WHAT IS NEEDED:
Return verbatim the run of lines that opens with the line holding "identify each tree" and closes with the last line of the records.
_ _ _ _ _ _ _
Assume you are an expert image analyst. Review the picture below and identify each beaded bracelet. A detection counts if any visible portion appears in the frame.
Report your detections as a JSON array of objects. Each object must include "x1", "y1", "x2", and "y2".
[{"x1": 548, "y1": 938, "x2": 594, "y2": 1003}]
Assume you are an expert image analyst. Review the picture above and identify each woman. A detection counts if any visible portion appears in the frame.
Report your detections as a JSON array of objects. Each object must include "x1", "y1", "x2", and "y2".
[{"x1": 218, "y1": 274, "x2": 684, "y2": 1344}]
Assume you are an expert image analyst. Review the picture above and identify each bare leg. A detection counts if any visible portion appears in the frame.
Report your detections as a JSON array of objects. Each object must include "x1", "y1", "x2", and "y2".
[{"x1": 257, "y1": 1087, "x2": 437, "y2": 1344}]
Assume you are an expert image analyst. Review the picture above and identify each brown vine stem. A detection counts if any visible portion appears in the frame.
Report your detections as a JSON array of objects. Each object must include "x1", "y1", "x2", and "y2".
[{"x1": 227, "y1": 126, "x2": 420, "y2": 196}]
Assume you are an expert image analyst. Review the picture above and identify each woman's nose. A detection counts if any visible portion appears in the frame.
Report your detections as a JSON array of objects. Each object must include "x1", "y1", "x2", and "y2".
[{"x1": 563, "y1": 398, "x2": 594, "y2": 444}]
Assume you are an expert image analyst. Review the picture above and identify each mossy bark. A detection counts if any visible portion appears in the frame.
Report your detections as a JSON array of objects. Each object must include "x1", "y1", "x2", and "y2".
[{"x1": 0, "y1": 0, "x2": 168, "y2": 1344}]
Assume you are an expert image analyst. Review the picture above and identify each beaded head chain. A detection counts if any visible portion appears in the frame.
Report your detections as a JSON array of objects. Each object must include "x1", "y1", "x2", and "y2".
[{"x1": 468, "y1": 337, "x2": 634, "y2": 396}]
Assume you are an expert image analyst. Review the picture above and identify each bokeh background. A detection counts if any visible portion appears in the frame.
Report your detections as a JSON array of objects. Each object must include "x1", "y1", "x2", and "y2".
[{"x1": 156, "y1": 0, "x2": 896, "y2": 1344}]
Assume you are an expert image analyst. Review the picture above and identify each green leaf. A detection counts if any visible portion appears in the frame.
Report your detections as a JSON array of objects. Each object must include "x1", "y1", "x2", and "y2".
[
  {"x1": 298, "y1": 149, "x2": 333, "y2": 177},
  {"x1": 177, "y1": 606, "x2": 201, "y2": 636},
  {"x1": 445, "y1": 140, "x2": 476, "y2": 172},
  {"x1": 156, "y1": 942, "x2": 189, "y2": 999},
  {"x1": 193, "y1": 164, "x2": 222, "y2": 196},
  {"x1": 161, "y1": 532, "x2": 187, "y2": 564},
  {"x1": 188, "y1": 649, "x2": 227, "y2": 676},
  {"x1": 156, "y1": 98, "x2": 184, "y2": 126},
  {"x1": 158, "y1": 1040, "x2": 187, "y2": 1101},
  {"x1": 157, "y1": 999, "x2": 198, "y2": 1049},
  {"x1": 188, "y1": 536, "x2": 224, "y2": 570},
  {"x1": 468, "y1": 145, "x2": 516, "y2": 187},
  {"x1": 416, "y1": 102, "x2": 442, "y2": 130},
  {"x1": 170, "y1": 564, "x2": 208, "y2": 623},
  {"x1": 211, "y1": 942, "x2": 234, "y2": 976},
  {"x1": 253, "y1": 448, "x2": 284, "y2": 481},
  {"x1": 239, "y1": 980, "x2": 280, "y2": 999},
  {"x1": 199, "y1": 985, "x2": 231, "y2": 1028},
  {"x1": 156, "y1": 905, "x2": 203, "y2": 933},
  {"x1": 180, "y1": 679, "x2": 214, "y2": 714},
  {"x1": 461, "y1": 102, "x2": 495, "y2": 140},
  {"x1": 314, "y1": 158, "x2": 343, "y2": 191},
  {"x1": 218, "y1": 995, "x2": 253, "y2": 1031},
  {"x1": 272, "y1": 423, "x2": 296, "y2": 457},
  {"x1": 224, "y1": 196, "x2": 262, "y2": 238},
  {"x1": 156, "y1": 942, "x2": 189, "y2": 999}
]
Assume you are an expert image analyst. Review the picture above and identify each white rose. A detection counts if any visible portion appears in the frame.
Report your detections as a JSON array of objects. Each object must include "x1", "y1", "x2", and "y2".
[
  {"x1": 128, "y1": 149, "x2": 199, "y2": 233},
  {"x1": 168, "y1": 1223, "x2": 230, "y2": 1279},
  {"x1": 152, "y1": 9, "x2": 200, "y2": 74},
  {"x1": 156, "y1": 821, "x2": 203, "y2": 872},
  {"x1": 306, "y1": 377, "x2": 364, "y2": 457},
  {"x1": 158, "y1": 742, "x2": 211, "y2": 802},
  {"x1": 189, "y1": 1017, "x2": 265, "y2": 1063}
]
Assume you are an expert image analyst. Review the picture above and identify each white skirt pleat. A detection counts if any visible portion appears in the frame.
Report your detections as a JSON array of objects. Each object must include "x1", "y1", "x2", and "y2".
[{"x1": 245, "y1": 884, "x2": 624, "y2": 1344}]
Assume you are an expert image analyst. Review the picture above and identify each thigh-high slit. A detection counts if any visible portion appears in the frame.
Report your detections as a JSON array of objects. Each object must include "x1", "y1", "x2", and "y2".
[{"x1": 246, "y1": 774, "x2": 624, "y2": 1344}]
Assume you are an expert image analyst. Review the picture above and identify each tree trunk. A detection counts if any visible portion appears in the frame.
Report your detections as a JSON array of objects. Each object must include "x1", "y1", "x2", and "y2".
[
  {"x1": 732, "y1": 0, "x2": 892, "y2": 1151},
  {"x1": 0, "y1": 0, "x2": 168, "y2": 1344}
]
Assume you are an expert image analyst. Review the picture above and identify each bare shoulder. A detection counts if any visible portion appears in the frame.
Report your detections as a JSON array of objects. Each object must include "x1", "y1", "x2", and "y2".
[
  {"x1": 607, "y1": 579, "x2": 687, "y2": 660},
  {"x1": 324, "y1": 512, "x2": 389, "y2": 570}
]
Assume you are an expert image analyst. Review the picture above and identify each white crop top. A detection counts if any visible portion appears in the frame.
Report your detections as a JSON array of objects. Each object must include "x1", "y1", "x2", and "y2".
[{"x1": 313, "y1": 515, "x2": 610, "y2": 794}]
_ _ _ _ _ _ _
THE ANSWER:
Assume you are an expert image analyst. Review the picture above and identify each tree trunk. A detection counts if any visible portion appears in the frame.
Report your detections as a JSON array of objects. Each object must include "x1", "y1", "x2", and "y2".
[
  {"x1": 732, "y1": 0, "x2": 892, "y2": 1151},
  {"x1": 0, "y1": 0, "x2": 168, "y2": 1344}
]
Assume you are an expert image analyst. Review the picture above and identify each bare shoulder. A detection counts if any visible portion appears in the frame.
Report your detections as a JSON array of objects. Each object must include "x1", "y1", "x2", and "y2".
[
  {"x1": 607, "y1": 579, "x2": 687, "y2": 660},
  {"x1": 324, "y1": 512, "x2": 389, "y2": 570}
]
Assume you are an expert image analyst. Review the picture above and identify each white crop top. A detection counts if any visible portion appears in the frame.
Report your detections as a JSON array of objects. Each object must include "x1", "y1", "x2", and "y2".
[{"x1": 313, "y1": 515, "x2": 610, "y2": 794}]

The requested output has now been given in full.